**Required action:** Drop every picture, then print the rest of the listing exactly as given.
▬▬▬▬▬▬
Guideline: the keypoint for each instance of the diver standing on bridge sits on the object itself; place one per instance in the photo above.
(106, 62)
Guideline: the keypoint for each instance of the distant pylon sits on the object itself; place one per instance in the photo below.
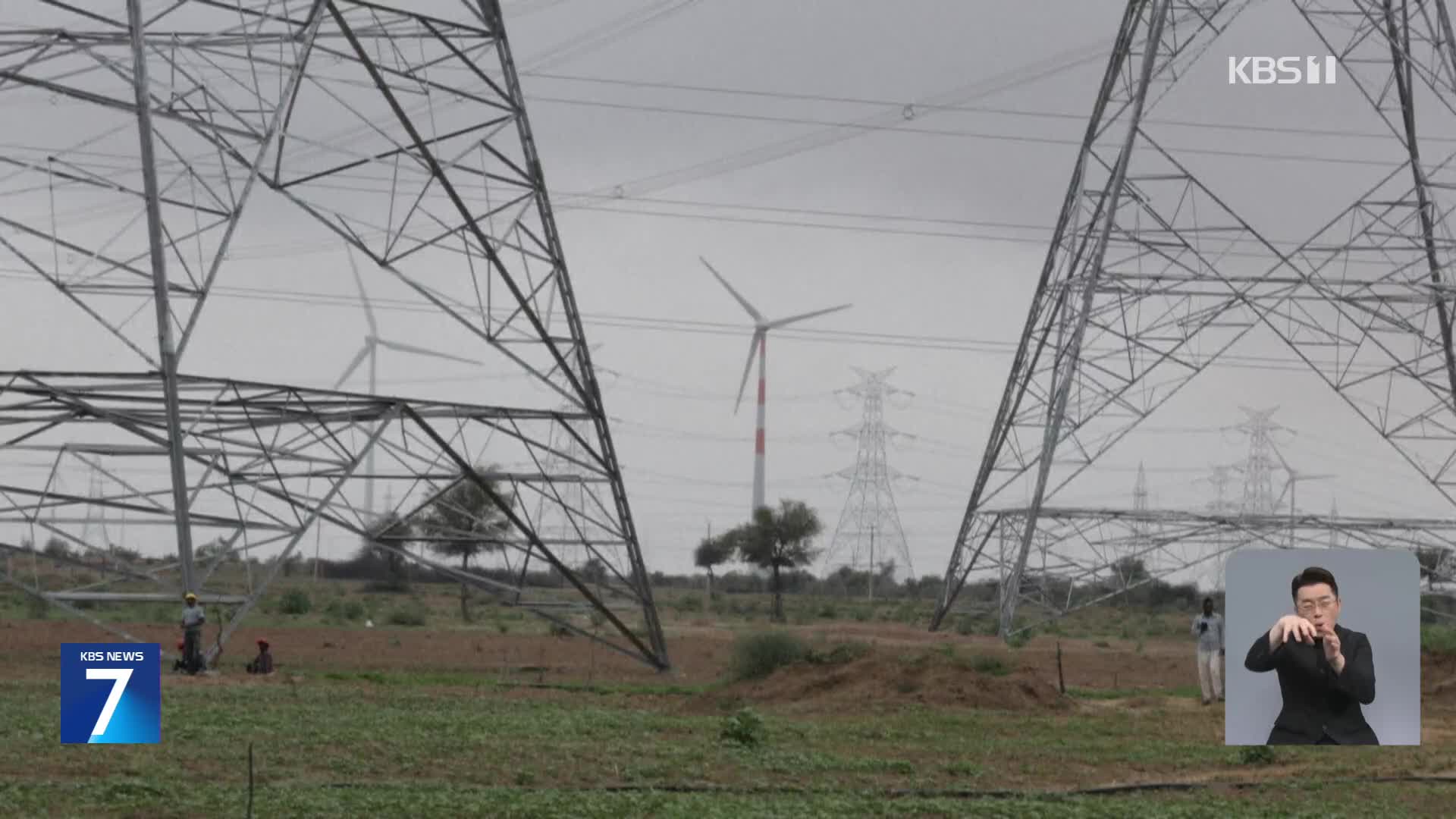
(96, 516)
(1220, 504)
(870, 519)
(1141, 539)
(1258, 465)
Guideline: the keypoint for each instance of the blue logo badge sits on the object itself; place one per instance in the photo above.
(111, 692)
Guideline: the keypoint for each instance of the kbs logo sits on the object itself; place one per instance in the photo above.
(1282, 71)
(111, 692)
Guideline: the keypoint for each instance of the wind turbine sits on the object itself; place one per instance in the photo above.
(761, 341)
(370, 350)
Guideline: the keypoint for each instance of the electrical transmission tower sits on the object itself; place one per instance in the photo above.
(868, 526)
(1260, 465)
(397, 130)
(1150, 278)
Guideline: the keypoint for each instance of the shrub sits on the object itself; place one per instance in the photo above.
(1257, 755)
(743, 727)
(408, 615)
(839, 654)
(346, 610)
(294, 602)
(990, 665)
(756, 656)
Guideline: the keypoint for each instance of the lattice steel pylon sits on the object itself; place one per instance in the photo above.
(395, 129)
(870, 521)
(1145, 286)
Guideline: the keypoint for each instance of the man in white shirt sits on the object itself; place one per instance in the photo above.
(193, 620)
(1209, 630)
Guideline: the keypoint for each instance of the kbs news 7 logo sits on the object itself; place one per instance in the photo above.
(1282, 71)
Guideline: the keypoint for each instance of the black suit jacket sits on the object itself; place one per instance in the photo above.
(1316, 700)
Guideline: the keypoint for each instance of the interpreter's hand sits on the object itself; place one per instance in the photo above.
(1296, 627)
(1331, 645)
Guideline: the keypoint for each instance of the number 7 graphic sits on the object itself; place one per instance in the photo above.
(120, 678)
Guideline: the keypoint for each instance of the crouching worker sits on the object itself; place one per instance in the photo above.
(262, 664)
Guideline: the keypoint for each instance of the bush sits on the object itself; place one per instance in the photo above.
(346, 610)
(990, 665)
(745, 727)
(756, 656)
(294, 602)
(408, 615)
(839, 654)
(1257, 755)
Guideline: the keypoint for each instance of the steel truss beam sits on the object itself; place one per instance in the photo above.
(400, 129)
(1141, 293)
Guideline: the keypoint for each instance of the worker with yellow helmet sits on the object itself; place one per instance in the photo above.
(193, 620)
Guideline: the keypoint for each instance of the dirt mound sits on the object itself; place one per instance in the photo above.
(889, 681)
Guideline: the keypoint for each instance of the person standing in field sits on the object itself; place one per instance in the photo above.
(1209, 630)
(193, 620)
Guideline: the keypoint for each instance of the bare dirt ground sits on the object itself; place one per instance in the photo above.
(896, 670)
(699, 654)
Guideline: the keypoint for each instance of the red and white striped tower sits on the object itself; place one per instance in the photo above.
(761, 344)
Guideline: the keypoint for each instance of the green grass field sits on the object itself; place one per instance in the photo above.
(357, 733)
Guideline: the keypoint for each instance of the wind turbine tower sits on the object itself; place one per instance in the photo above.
(761, 343)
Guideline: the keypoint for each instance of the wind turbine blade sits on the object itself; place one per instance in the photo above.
(369, 309)
(801, 316)
(756, 315)
(414, 350)
(747, 368)
(354, 365)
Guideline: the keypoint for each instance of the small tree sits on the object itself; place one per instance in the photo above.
(382, 563)
(777, 539)
(468, 521)
(1429, 558)
(711, 553)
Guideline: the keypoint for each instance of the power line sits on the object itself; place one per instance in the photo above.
(971, 108)
(661, 324)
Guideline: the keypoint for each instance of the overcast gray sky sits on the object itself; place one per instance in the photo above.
(934, 226)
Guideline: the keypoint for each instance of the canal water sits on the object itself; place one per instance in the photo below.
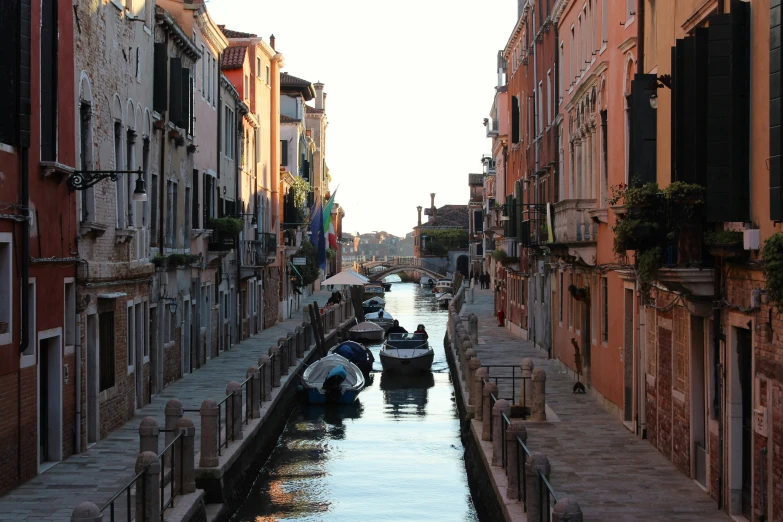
▬▬▬▬▬▬
**Solution below:**
Guideline: the keypoint for each instance of the diver standing on bridge sits on the object itself; place one per instance in the photo above.
(106, 62)
Guideline: the keypoint for each instance of the distant pylon sits on the object itself; place one per instance in the photo below.
(96, 516)
(1220, 504)
(870, 519)
(1141, 539)
(1258, 465)
Guideline: the keypoint for each instance of the blue logo badge sits on the object itself; place one per instance in the photo above.
(111, 692)
Guideline: the keypoint for each instance of the kbs logo sits on the object itself; place one per instance in the photo above.
(1282, 71)
(111, 692)
Guideline: the keypoint for each instance of the wind turbine sits on the object itself; place one per instance in the photo above.
(761, 341)
(370, 350)
Guideline: the keypoint for each instance of the electrical transmission tower sits on the object itself; place one per instance in the photo above.
(868, 526)
(1260, 465)
(397, 130)
(1150, 278)
Guideline: the keypoint for each instance of the shrub sits on the object itself; place one per instance in the photo above.
(1257, 755)
(743, 727)
(408, 615)
(839, 654)
(346, 610)
(294, 602)
(990, 665)
(756, 656)
Guideline: the keypoint for each instance of the lattice steel pylon sits on the object itself; place one per instance in the photo above.
(395, 129)
(870, 521)
(1145, 286)
Guideline: the keypoint for each instance of the man in white shirt sits on the object itself; place one per instance in the photo above.
(193, 620)
(1209, 630)
Guideline: the keypoint for each instance of the kbs news 7 logo sits on the object itself; place one per instance in the photo above.
(1282, 71)
Guideline: the keypoint for each instance of the black suit jacket sits on the object itself; place one per instance in the photo above.
(1316, 700)
Guideline: the keypoint for each instance of the interpreter's hand sits on the object itself; place one per instance in the photo above.
(1296, 627)
(1331, 645)
Guideline: the keypoint for each instance of the number 7 graphic sits on the object itself; place one per instance in the photo above.
(120, 678)
Guideline: the keypoint for each instance of the crouching worker sits on the object itself; place one per instance in the photo above.
(262, 664)
Guideline: the keypoint for each instance of the bush sits on the object itself; place one per instance in the photo above.
(346, 610)
(990, 665)
(745, 727)
(756, 656)
(294, 602)
(408, 615)
(839, 654)
(1257, 755)
Guideline: the keypoint for each instance of the steel truss beam sits on the object itself; place one per instance in the photo above.
(400, 129)
(1141, 293)
Guideline: the keypoint for each instance of the worker with yellow helmet sits on the object itself; place one per instance in the photo above.
(193, 620)
Guideline: the keypoint for each instance of the dirt mound sits on the object itself; place one per instance in the photo above.
(889, 681)
Guideline: the keypoint for each instance of the person standing in field sits on the object itself; place one per instance in the photo above.
(1209, 630)
(193, 620)
Guideline: the keypoint for each instance of the bare dirt ground sits on the object itself; place one per instance in the photo above.
(896, 670)
(699, 654)
Guideline: the keypoint for each instance of the red and white striped tower sits on the object itself; place one per instance in the photo above.
(761, 344)
Guideline: the keypoint for each instance of the green grass field sits on the object itself; place one per instance in the photo above.
(357, 733)
Guideline: the keypoint for each instance of the wind turbine tower sits on the object itself; place one per instance in the photo above.
(761, 343)
Guideline: the keypoint for each instance of the wind turbine blade sits on the object itself; place one per instance in the photo above.
(369, 309)
(801, 316)
(756, 315)
(414, 350)
(747, 368)
(354, 365)
Guideline: the keypoint for each instance of the small tree sits on the object itself; place one per instance in the photo above.
(382, 563)
(777, 539)
(468, 521)
(1429, 558)
(711, 553)
Guideline: the keypoint for each instance of the power line sits on the object itself; place one per instance in the photo above.
(971, 108)
(661, 324)
Guideline: the keypoint for each instance of the overcast gray sky sits on the object itself; place one per instance in the photo above.
(934, 226)
Guideline: the keypoint for each instance of the canal water sits on the object itself; place one per instance in the photo below.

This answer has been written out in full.